I had a devil of a time deciding if the otter scat beside my usual perch was fresh. Needless to say it was washed out, and scat that I knew was a month old looked fresh again. But on the other side of the spillway I saw some scat that I am pretty sure is fresh.
Despite the warmth and rain the pond was still largely frozen, just with two or three inches of water on top of it. There were holes of open water at the dam, as there always have been. I would have liked to see an otter print or slide in the wee bit of remaining snow behind the dam. Crossing the pond along the dam was a slog, but an interesting one as the ground is still frozen so it was water with mud much of the way. The Lost Swamp Pond did not have as much water floating on top of its ice. This pond is higher up the watershed (though a different one than the Big Pond's) so there is not as much water coming into it. Across the pond I could see a beaver up on the ice nibbling away. The open water around the pond was much larger. As I made my way around the pond to get a better view of the beaver, to my surprise, it splashed its tail. These beavers have never been that jumpy and I wondered if it meant they were on alert for otter intrusions. But I didn't see any fresh scat at the latrines. I also didn't see any holes that a beaver might have climbed out of. I sat on a rock by the dam and waited for a beaver to come back out; none did.
But I could see their last meal. I didn't go over to the rock beside the lodge to check for scats because I knew it would bother the beaver. Crossing the upper Second Swamp Pond, I admired the various shades of wet brown and green. There was a good bit of water flowing here and fortunately the little dam I cross had not been washed away -- crossing there saves a lot of walking. The Second Swamp Pond lodge had a bit of open water in front of it, and leftovers scattered all around.
I waited a bit to see if a beaver would come out, none did. As I scanned the open water behind the dam for a beaver head and enjoyed how vivid the beaver work along and below the dam looked,
I heard the rustling of leaves getting closer and a small deer joined me on the knoll, grazing. Then another deer ran up on the knoll, being chased by yet another deer. They all scattered in different directions. The hunt is over, mating continues. I also saw a deer on the first swamp ridge. Plus I saw two more at the end of my hike. Won't be able to access the impact of the hunt until I see how many deer start grazing out on the golf course pawing up the snow trying to get to the grass. I went down to the Second Pond dam to make sure there was open water behind it, and as I approached a mink swam through the water atop the ice behind the dam, craned up to look at me and then fled the way it came. So there was still ice along much of the dam, but where the water was open a beaver had been pushing mud.
It was getting dark when I got to the East Trail Pond and as I checked for otter scat on one side of the dam, one beaver
and then another came out on the ice in the middle of the cache. Close as I was they paid me no heed, but one did go back under. I'm pretty sure there was fresh otter scat on the mossy rock. The water on the ice was so deep the wind began blowing up waves, but I know that water does otters no good and to get under the ice they have to go through the few holes the beavers made. The wind started getting cold, so no otter paradise was developing. What they really want is deep snow to make it easier to reclaim the pond. I checked for scat on the New Pond knoll and found two spits of mucousy white scat, too dark to see the regular scat. So I think the otters took a tour of the pond, and probably didn't stay. I heard a flock of cedar waxwings and heard some pileated woodpeckers, but no close up views of the birds. Not enough light to make them dazzle especially with the rotting wet vegetation glowing every where, all the beauty of a worn out womb.

(Stored data entries)
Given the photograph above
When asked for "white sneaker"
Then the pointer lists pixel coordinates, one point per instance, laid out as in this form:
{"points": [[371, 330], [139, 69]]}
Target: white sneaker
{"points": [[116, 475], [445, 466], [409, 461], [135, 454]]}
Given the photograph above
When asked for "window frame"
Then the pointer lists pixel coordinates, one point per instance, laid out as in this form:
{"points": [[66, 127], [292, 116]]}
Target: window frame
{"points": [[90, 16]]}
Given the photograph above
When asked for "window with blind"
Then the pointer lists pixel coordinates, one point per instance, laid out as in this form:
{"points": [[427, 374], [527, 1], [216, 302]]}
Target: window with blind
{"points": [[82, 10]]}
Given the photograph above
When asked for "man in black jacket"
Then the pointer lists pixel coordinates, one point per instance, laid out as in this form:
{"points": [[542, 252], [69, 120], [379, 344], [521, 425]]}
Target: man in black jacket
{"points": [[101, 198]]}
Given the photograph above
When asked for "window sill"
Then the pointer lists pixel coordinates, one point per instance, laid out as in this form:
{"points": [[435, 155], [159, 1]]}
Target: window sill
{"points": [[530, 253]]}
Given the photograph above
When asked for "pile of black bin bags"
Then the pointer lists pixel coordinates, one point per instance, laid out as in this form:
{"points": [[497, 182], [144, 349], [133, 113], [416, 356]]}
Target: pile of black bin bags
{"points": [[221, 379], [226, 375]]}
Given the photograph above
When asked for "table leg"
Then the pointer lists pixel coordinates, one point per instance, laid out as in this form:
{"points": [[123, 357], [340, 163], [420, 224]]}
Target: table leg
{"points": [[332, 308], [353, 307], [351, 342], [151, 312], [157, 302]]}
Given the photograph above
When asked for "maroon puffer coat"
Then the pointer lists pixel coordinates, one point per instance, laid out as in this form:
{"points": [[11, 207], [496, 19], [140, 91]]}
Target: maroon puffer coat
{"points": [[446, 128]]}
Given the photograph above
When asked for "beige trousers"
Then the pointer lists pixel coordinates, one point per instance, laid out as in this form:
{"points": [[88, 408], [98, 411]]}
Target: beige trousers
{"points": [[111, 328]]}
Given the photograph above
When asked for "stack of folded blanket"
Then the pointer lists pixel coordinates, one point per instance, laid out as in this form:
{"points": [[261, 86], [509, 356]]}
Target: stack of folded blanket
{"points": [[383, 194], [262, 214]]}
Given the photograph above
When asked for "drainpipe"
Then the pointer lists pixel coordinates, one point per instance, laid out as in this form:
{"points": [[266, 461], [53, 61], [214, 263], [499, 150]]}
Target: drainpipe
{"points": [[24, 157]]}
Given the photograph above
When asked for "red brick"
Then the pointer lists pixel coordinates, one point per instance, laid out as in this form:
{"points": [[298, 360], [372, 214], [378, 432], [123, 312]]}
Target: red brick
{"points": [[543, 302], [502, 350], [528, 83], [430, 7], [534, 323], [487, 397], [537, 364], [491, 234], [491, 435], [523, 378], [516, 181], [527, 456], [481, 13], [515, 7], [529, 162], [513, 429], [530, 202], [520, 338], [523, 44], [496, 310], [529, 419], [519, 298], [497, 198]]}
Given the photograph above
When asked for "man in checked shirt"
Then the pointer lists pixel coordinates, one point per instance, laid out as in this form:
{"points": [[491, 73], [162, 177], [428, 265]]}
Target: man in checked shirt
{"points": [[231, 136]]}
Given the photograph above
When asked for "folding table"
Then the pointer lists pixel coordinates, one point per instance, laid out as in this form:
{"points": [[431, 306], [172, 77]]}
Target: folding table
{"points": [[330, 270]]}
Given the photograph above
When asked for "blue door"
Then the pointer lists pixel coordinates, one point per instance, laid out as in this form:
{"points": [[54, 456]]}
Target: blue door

[GOAL A] Please sum up the pond walk text in two sentences.
[GOAL B] Rewrite everything from "I had a devil" down to "sure is fresh." in the pond walk text, and swap "scat" for "droppings".
The entries have no connection to the pond walk text.

[CORRECT ANSWER A] On a walk past several ponds, the writer checked dams and latrines for otter scat, found some that seemed fresh, and concluded that the otters probably toured a pond without staying. Along the way the writer saw beavers out on the ice, a mink, and several deer, and found the ponds still largely frozen with water on top of the ice.

[CORRECT ANSWER B]
I had a devil of a time deciding if the otter droppings beside my usual perch was fresh. Needless to say it was washed out, and droppings that I knew was a month old looked fresh again. But on the other side of the spillway I saw some droppings that I am pretty sure is fresh.